■ What is being asked ■
Present the material below as a numbered list, omitting any blank lines.

[Entries on locating named things]
━━━━
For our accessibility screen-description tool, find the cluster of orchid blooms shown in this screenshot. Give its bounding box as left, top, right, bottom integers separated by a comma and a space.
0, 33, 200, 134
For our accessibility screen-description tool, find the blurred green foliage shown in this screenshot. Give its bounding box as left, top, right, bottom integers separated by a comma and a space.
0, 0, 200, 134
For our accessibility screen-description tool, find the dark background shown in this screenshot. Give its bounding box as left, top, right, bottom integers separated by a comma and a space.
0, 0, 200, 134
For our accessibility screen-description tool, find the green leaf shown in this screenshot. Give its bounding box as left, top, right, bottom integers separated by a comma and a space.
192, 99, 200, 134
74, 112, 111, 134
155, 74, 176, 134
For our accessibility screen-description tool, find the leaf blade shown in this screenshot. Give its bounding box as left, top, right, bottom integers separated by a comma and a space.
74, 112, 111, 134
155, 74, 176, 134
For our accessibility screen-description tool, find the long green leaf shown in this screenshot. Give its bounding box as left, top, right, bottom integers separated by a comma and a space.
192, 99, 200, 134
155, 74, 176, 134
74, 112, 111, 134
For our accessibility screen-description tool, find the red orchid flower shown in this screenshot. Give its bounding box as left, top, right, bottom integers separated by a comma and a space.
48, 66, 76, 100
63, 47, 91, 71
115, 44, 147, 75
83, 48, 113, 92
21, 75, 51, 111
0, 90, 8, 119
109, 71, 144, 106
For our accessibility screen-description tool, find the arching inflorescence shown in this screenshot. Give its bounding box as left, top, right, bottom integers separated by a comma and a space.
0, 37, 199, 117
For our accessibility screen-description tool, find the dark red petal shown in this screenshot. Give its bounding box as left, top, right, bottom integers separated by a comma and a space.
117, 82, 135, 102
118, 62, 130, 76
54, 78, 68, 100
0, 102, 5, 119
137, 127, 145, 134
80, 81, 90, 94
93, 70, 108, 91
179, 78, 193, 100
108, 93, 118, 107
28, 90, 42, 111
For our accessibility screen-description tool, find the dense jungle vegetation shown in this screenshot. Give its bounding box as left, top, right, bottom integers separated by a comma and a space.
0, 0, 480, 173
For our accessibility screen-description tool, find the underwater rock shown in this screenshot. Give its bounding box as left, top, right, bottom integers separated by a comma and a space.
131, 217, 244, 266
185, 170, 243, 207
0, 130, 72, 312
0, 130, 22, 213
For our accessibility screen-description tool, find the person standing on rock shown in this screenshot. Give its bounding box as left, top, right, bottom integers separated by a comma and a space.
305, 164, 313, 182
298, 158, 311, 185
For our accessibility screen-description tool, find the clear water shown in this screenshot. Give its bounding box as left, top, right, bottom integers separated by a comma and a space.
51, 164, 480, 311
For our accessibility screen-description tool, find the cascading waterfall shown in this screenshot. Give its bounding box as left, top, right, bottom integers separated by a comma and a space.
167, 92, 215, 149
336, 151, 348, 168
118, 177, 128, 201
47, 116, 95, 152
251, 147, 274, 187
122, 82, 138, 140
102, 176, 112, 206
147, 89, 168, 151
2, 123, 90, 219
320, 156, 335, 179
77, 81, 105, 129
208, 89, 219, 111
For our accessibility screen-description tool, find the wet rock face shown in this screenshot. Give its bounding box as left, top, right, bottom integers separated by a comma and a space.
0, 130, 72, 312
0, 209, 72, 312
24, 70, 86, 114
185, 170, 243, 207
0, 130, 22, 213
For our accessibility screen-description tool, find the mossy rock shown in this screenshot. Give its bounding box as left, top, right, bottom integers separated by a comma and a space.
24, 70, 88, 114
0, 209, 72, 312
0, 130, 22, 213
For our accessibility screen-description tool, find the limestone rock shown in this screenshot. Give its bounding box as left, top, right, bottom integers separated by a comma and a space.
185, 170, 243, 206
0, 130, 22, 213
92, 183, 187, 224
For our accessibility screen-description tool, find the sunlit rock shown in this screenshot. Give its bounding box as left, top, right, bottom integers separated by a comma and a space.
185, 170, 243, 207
━━━━
■ Written reply ■
1. For our accessibility screen-description tool, find the cluster of orchid blooms shown in this screenshot. Give its bounding box as left, top, right, bottom integers separated by a comma and a space.
2. 0, 33, 200, 134
3. For our accessibility screen-description tool, find the blurred green foliage shown in this screenshot. Give its bounding box as left, top, right, bottom integers separated by a comma and a space.
4. 0, 0, 200, 134
5. For our accessibility screen-description tool, find the dark background shown in this screenshot. Give its bounding box as left, top, right, bottom integers separated by a comma and a space.
6. 0, 0, 200, 134
7. For our accessibility screen-description tool, find the green leaf shown in this screenshot. Give its bounding box as left, top, right, bottom integers separated by a comma and a space.
8. 192, 99, 200, 134
9. 74, 112, 111, 134
10. 155, 74, 176, 134
11. For our accessibility screen-description tool, find the leaf blade shown in this screenshot. Give its bounding box as left, top, right, bottom integers separated by a comma and a space.
12. 74, 112, 111, 134
13. 155, 74, 176, 134
14. For our accessibility screen-description tool, find the long green leaf shown in this screenshot. Give its bounding box as left, top, right, bottom integers separated by a comma and a space.
15. 192, 99, 200, 134
16. 155, 74, 176, 134
17. 74, 112, 111, 134
18. For our accessibility screen-description tool, find the red orchid flower shown in this screenshot. Give its bounding box as left, top, right, bottom integers separated by a comma and a space.
19. 48, 66, 76, 100
20. 63, 47, 91, 71
21. 115, 44, 147, 75
22. 83, 48, 113, 92
23. 21, 75, 51, 111
24. 0, 90, 8, 119
25. 109, 71, 144, 106
26. For our accessibility screen-description tool, find the arching inflorescence shown in this screenshot. Give its bounding box as left, top, right, bottom integers separated by a comma and a space.
27. 0, 37, 199, 117
28. For our accessibility screen-description tool, find the dark red petal shown in this screenshot. Give its bounding box as left, top, right, bottom integers separated by a comma and a space.
29. 117, 82, 135, 102
30. 118, 62, 130, 76
31. 54, 78, 68, 100
32. 0, 102, 5, 119
33. 137, 127, 145, 134
34. 80, 81, 90, 94
35. 93, 70, 108, 91
36. 179, 78, 193, 100
37. 108, 93, 118, 107
38. 28, 90, 42, 111
39. For our accessibility screen-description tool, find the dense jungle vegetation shown in this screenshot. Give its bounding box as left, top, right, bottom integers separated by a comma and a space.
40. 0, 0, 480, 173
41. For our accessibility screen-description tool, find the underwater rock shown in this screenshot. Give its bounding box as left, top, right, bottom integers separated by a comma and a space.
42. 131, 217, 244, 266
43. 185, 170, 243, 207
44. 0, 130, 72, 312
45. 0, 130, 22, 213
46. For our accessibility screen-description tool, find the person standing on rock shown in this screenshot. Give its bounding box as left, top, right, bottom integers separated by a comma and a space.
47. 305, 164, 313, 182
48. 298, 158, 311, 185
49. For our accessibility screen-description tool, find the clear water shown in this screenshot. Give its bounding box as left, top, right, bottom integers separated by a comma and a space.
50. 51, 164, 480, 311
51. For our accessibility screen-description tool, find the cascading waterfall shown in this screenshot. Give its bounding box as left, top, right, bottom integers separated by a comma and a space.
52. 167, 92, 215, 149
53. 336, 151, 348, 168
54. 118, 177, 128, 201
55. 47, 116, 95, 152
56. 251, 147, 274, 187
57. 122, 82, 138, 140
58. 102, 176, 112, 206
59. 147, 89, 168, 151
60. 2, 123, 90, 219
61. 320, 156, 335, 179
62. 77, 81, 105, 129
63. 208, 89, 219, 111
64. For our accessibility screen-description tool, find the wet rock face shown in this screenshot. Give its bounding box as left, top, right, bottom integers separated by a comma and a space.
65. 0, 130, 72, 312
66. 0, 209, 72, 312
67. 24, 70, 86, 114
68. 185, 170, 243, 207
69. 0, 130, 22, 213
70. For our accessibility screen-description tool, find the mossy rock shown in this screenshot. Give its bounding box as left, top, right, bottom integers separated by a comma and a space.
71. 24, 70, 88, 114
72. 0, 209, 72, 312
73. 0, 130, 22, 213
74. For our accessibility screen-description tool, find the limestone rock shown in this screenshot. Give its bounding box as left, top, right, bottom integers separated by a comma and a space.
75. 185, 170, 243, 206
76. 0, 130, 22, 213
77. 92, 183, 187, 224
78. For our accessibility screen-description tool, find the sunlit rock shown in this screenshot. Give its bounding box as left, top, right, bottom integers separated by a comma and a space.
79. 185, 170, 243, 207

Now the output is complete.